▶ _Extract_:
● ● ● ●

Tragedy and comedy went hand in hand; laughter at the ludicrous is cut short by a shudder of horror. "We cannot be good; we must be Piutes. Perhaps some of our children will be good. We're going off to kill so-and-so. Whoop!" And away they would go, putting an arrow into the missionary's horse as they passed. By-and-by the man who shot the arrow would be found dead, killed by a Mormon's curse, and the rest would be back at work in the settlement hoeing pumpkins—"for all the world like Christians!" Through all these alternations of temper and fortune, Jacob Hamblin retained his tender sympathy with the red men.

Their superstitious piety which, quaintly enough, he does not seem to think is exactly like his own, attracted him. He found among them tribes asking the blessing of the Great Father on their food before they ate it; invoking the Divine protection on behalf of their visitors; praying for protection when about to cross a river; returning thanks for a safe return from a journey; always sending one of their religious men to accompany any party about to travel, and so on. All this the pious Mormon naturally respected. But over and above these more ordinary expressions of piety, he found tribes that believed in and acted upon dreams; that accepted the guidance of "second sight;" that relied upon prayer for obtaining temporal necessaries; that lived "by faith," and were awaiting the fulfilment of prophecy. In all this the Mormon missionary sees nothing but common sense. For instance, Hamblin said, "I know that some people do not believe in dreams and night-visions. I myself do not believe in them when they arise from a disordered stomach, but in other kinds I have been forewarned of coming events, and received much instruction!" And, in the spirit of these words, he thinks it the most natural thing in the world that Indians should start off after a dream and find their lost cattle; suddenly alter their course in a waterless journey, and come upon hitherto unknown springs; predict the most impossible meetings with friends, and avoid dangers that were not even anticipated. In the most serious manner possible, he acquiesces in the Indians' theory of rain-getting, and acts upon their clairvoyant advice. "The Lord," he says, "is mindful of the prayers of these poor barbarians, and answers them with the blessings they need." Seeing them quite sincere in their faith, he joins them in their ceremonies of scattering consecrated meal to ensure protection on a journey, believing himself that simple reliance on Providence is all that men of honest lives need.

● ● ● ●

▶ _Source data_:
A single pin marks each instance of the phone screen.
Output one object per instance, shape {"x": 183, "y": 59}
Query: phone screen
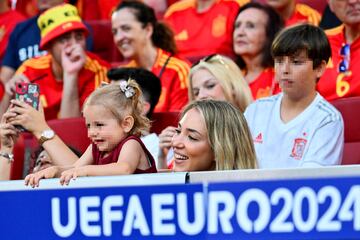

● ● ● ●

▶ _Set of tasks_:
a: In the passage about Jacob Hamblin, copy out the text from "Tragedy and comedy" up to and including "the red men.", renaming "Piutes" as "Paiutes".
b: Answer these questions from the passage about Jacob Hamblin:
(i) What did the Indians put an arrow into as they went off?
(ii) Hamblin says he does not believe in dreams and night-visions when they arise from what?
(iii) What did Hamblin join the Indians in scattering to ensure protection on a journey?
c: Resume the passage about Jacob Hamblin and the Indians after its final sentence.

▶ _Task-by-task outputs_:
a:
Tragedy and comedy went hand in hand; laughter at the ludicrous is cut short by a shudder of horror. "We cannot be good; we must be Paiutes. Perhaps some of our children will be good. We're going off to kill so-and-so. Whoop!" And away they would go, putting an arrow into the missionary's horse as they passed. By-and-by the man who shot the arrow would be found dead, killed by a Mormon's curse, and the rest would be back at work in the settlement hoeing pumpkins—"for all the world like Christians!" Through all these alternations of temper and fortune, Jacob Hamblin retained his tender sympathy with the red men.

b:
(i) The missionary's horse.
(ii) A disordered stomach.
(iii) Consecrated meal.

c:
One tribe has a tradition that three prophets are to come to lead them back to the lands that their fathers once possessed, that these are to be preceded by good white men, but that the Indians are not to go with them until after the three prophets have reappeared and told them what to do. The Indians accept the Mormons as "the good white men" of the tradition, but "the three prophets" not having reappeared, they refuse to leave their villages (as the Mormons have wanted them to do), and Hamblin has not a word to say against such "reasonable" objections.

Is it not wonderful to find men thus reverting to an intellectual type that the world had supposed to be extinct? to find men, shrewd in business, honest in every phase of temporal life, going back to cheiromancy and hydromancy, and transacting temporal affairs at the guidance of visions? An Indian prays for rain on his pumpkins, in apparently the most unreasonable way, but the Mormon postpones his departure till the rain that results is over. On his way he nearly dies of thirst, prays for deliverance, and in half an hour snow falls over a mile and a half of ground, melts and forms pools of water! What are we to say of men who say such things as these? Are they all crazy together? And what shall we think of the thousands here who believe that miracles are the most ordinary, reasonable, natural, every-day phenomena of a life of faith, and quote point-blank the promises of the New Testament as a sufficient explanation? The best thing, perhaps, is to say Hum meditatively, and think no more about it.